__Task details__
Write out the stretch of lines below that begins at the line with "box: [179, 457, 307, 607]" and ends at the line with "483L199 605L252 624L295", including both, exactly as given and nothing more.

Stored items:
◆ ◆ ◆

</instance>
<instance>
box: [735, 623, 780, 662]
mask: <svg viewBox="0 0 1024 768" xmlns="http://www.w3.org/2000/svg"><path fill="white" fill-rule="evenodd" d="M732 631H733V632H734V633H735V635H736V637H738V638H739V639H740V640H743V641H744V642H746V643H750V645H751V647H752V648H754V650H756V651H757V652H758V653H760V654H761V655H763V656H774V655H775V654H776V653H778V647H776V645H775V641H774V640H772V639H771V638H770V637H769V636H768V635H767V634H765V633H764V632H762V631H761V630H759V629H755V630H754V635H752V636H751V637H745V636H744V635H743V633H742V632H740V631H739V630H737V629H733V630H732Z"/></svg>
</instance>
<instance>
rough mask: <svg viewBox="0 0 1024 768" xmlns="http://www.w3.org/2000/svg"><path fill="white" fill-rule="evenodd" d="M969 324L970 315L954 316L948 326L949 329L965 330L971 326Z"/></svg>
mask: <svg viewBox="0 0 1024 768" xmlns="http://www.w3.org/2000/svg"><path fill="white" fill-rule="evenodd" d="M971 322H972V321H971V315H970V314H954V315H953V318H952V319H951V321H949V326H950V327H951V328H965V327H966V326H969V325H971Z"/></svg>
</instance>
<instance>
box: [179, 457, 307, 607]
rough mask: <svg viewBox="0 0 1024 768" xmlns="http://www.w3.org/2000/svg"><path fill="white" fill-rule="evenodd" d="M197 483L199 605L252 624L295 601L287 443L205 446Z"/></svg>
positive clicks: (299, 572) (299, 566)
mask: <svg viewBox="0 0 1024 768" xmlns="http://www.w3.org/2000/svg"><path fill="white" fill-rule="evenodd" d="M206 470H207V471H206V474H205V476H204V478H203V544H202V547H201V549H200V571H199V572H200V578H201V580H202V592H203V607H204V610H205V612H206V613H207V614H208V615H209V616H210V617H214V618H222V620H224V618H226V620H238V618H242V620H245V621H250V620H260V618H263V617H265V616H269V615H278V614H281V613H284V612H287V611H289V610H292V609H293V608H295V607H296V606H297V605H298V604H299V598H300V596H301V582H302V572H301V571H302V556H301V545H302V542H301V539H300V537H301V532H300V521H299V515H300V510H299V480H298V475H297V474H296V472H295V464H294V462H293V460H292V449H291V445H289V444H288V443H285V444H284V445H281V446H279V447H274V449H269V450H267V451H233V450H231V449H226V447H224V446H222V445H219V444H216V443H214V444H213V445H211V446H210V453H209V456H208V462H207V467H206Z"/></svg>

◆ ◆ ◆

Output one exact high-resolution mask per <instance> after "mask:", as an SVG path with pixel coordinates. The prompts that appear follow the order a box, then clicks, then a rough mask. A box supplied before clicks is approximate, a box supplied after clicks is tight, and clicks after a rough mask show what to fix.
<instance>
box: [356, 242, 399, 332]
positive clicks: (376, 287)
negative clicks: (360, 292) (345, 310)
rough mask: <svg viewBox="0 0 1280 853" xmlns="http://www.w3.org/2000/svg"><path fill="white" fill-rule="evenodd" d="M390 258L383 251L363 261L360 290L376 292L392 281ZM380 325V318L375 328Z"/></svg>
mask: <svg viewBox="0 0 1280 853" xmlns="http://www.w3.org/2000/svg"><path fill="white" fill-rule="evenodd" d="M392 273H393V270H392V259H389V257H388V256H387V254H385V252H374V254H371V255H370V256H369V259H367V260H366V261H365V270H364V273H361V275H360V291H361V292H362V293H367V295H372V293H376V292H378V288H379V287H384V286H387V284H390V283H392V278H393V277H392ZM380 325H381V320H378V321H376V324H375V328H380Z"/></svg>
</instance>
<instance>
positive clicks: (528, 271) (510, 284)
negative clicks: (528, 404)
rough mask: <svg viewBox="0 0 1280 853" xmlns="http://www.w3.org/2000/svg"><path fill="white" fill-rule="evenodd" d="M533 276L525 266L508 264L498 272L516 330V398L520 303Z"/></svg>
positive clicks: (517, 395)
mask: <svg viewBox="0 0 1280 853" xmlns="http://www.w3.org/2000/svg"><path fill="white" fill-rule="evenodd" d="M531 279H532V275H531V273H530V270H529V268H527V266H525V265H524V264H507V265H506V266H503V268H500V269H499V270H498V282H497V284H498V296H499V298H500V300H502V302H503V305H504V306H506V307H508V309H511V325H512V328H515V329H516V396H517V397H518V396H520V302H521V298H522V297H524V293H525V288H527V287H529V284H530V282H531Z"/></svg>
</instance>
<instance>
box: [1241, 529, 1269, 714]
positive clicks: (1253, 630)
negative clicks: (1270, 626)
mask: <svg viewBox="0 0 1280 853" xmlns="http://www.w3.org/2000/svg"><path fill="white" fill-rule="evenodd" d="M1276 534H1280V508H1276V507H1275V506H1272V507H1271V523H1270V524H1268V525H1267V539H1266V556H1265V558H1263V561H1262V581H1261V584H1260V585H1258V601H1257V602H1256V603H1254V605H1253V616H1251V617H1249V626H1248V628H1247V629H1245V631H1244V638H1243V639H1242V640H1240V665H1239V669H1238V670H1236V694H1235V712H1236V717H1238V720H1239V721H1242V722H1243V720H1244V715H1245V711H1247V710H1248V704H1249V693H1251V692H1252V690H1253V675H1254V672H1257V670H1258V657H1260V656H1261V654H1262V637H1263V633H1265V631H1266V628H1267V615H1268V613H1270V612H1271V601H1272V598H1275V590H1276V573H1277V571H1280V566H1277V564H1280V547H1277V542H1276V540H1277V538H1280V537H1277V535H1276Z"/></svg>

◆ ◆ ◆

__Solution for this problem__
box: [179, 457, 307, 607]
rough mask: <svg viewBox="0 0 1024 768" xmlns="http://www.w3.org/2000/svg"><path fill="white" fill-rule="evenodd" d="M197 483L199 605L252 624L295 601L287 443L205 446Z"/></svg>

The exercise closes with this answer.